It's hit or miss with fliers on the east coast. 6 dogs in junior, only 3 had fliers in tests. Finding shooters is a big issue. Not actually having the fliers.


----------



## pat addis (Feb 3, 2008)

I have only ran 4 akc junior hunt tests but all had a live flyer . when I first changed from hrc to akc I didn't think the flyer would make that big of a difference but it does I'm glad I trained for it. it took a fire breather to a maniac in the holding blind on the first test we ran. i'm still fighting that now that we moved to senior. some how he knows the day of the hunt test where we are going and gets nuts the closer we get.


----------



## Thomas D (Jan 27, 2003)

suepuff said:


> It's hit or miss with fliers on the east coast. 6 dogs in junior, only 3 had fliers in tests. Finding shooters is a big issue. Not actually having the fliers.


After this summer it won't be hit or miss (no pun intended).


----------



## suepuff (Aug 25, 2008)

Thomas D said:


> After this summer it won't be hit or miss (no pun intended).


Lol. Haven't read the rule book yet this spring. Just downloaded the recent version. So fliers are a MUST now in juniors? Finding shooters is still going to be an issue. As many people have mentioned earlier, people skip the lower levels....I'm not opposed, just something else to work on.


----------



## Julie R. (Jan 13, 2003)

Haven't read the whole thread so don't know if this has been mentioned but, with the increase in numbers recently (especially at Master) clubs don't always have available grounds to set up good junior tests; since the upper levels will get the priority pick of the grounds. Sometimes all they have is a flat, featureless field next to a round pond and to stay within the rules they have to throw easy splash marks on water and easy featureless land marks.


----------



## captainjack (Apr 6, 2009)

Don't really understand with all of the folks running "hunt tests", clubs can't find anyone to actually shoot a bird.


----------



## suepuff (Aug 25, 2008)

captainjack said:


> Don't really understand with all of the folks running "hunt tests", clubs can't find anyone to actually shoot a bird.


 

Haven't we had discussions about how many non hunters participate now? And the people that can hunt and train regularly tend to hang out at the higher stakes. I'm one of those non hunters. I shoot clays a couple times a year. I hit about 10% of them. My club couldn't afford for me to shoot! ;-)


----------



## paul young (Jan 5, 2003)

Julie R. said:


> Haven't read the whole thread so don't know if this has been mentioned but, with the increase in numbers recently (especially at Master) clubs don't always have available grounds to set up good junior tests; since the upper levels will get the priority pick of the grounds. Sometimes all they have is a flat, featureless field next to a round pond and to stay within the rules they have to throw easy splash marks on water and easy featureless land marks.

Action item A | Write out the hunt test thread again from "Lol. Haven't read" down to "(Jan 13, 2003)", replacing "shooters" with "gunners".
The thread and the rows are unrelated material.

Data |
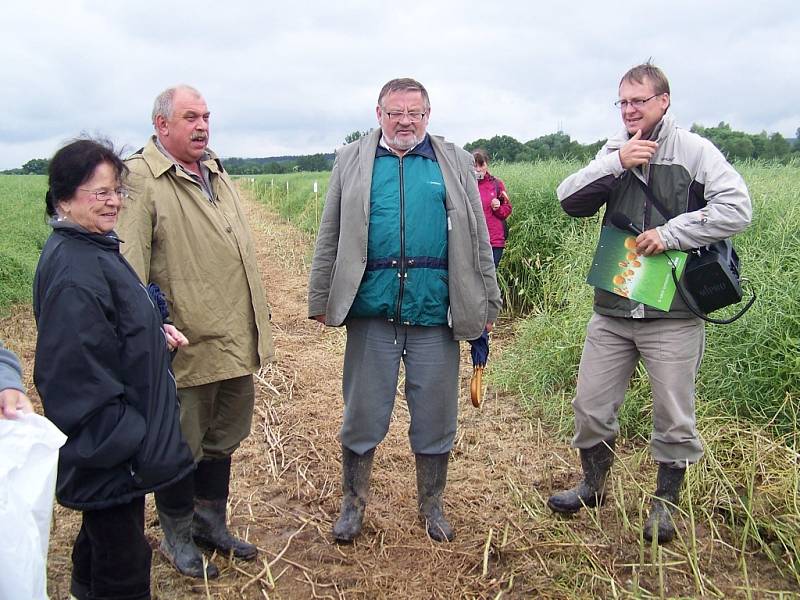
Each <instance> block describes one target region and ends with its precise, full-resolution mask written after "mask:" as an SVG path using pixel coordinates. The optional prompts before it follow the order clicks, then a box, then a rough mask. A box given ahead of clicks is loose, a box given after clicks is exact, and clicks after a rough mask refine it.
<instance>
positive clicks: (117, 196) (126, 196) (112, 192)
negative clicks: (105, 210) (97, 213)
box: [78, 187, 130, 202]
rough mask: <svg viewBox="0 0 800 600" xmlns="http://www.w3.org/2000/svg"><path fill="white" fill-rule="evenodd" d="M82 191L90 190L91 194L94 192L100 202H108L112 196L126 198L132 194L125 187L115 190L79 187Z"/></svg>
mask: <svg viewBox="0 0 800 600" xmlns="http://www.w3.org/2000/svg"><path fill="white" fill-rule="evenodd" d="M78 189H79V190H81V191H82V192H89V193H90V194H94V198H95V200H97V201H98V202H108V201H109V200H111V196H116V197H117V198H119V199H120V200H126V199H127V198H128V196H130V192H129V191H128V190H126V189H125V188H123V187H119V188H117V189H115V190H87V189H86V188H78Z"/></svg>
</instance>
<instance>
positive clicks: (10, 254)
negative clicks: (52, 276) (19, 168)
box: [0, 175, 50, 316]
mask: <svg viewBox="0 0 800 600" xmlns="http://www.w3.org/2000/svg"><path fill="white" fill-rule="evenodd" d="M46 190H47V181H46V178H45V177H44V176H42V175H5V176H0V230H2V232H3V234H2V236H0V316H2V315H5V314H6V313H7V311H8V309H9V307H10V306H11V305H12V304H17V303H19V302H26V303H29V302H30V301H31V284H32V282H33V273H34V271H35V270H36V263H37V261H38V260H39V253H40V252H41V250H42V247H43V246H44V243H45V241H46V240H47V236H48V235H50V227H49V226H48V225H47V221H46V219H45V210H44V207H45V204H44V194H45V191H46Z"/></svg>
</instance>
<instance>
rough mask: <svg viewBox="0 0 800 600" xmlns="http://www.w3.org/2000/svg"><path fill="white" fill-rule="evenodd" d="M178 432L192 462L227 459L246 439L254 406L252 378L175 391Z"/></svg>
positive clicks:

Action item B | Turn everything in the rows from the line containing "191L90 190L91 194L94" down to the end of the rows into a Markdown table with the columns No. and Line, numbering each line and leaving out blank lines.

Answer section A |
Lol. Haven't read the rule book yet this spring. Just downloaded the recent version. So fliers are a MUST now in juniors? Finding gunners is still going to be an issue. As many people have mentioned earlier, people skip the lower levels....I'm not opposed, just something else to work on.


----------



## Julie R. (Jan 13, 2003)

Answer section B |
| No. | Line |
|---|---|
| 1 | rough mask: <svg viewBox="0 0 800 600" xmlns="http://www.w3.org/2000/svg"><path fill="white" fill-rule="evenodd" d="M82 191L90 190L91 194L94 192L100 202H108L112 196L126 198L132 194L125 187L115 190L79 187Z"/></svg> |
| 2 | mask: <svg viewBox="0 0 800 600" xmlns="http://www.w3.org/2000/svg"><path fill="white" fill-rule="evenodd" d="M78 189H79V190H81V191H82V192H89V193H90V194H94V198H95V200H97V201H98V202H108V201H109V200H111V196H116V197H117V198H119V199H120V200H126V199H127V198H128V196H130V192H129V191H128V190H126V189H125V188H123V187H119V188H117V189H115V190H87V189H86V188H78Z"/></svg> |
| 3 | </instance> |
| 4 | <instance> |
| 5 | positive clicks: (10, 254) |
| 6 | negative clicks: (52, 276) (19, 168) |
| 7 | box: [0, 175, 50, 316] |
| 8 | mask: <svg viewBox="0 0 800 600" xmlns="http://www.w3.org/2000/svg"><path fill="white" fill-rule="evenodd" d="M46 190H47V181H46V178H45V177H44V176H42V175H5V176H0V230H2V232H3V234H2V236H0V316H2V315H5V314H6V313H7V311H8V309H9V307H10V306H11V305H12V304H17V303H19V302H26V303H29V302H30V301H31V284H32V282H33V273H34V271H35V270H36V263H37V261H38V260H39V253H40V252H41V250H42V247H43V246H44V243H45V241H46V240H47V236H48V235H50V227H49V226H48V225H47V221H46V219H45V210H44V207H45V204H44V194H45V191H46Z"/></svg> |
| 9 | </instance> |
| 10 | <instance> |
| 11 | rough mask: <svg viewBox="0 0 800 600" xmlns="http://www.w3.org/2000/svg"><path fill="white" fill-rule="evenodd" d="M178 432L192 462L227 459L246 439L254 406L252 378L175 391Z"/></svg> |
| 12 | positive clicks: |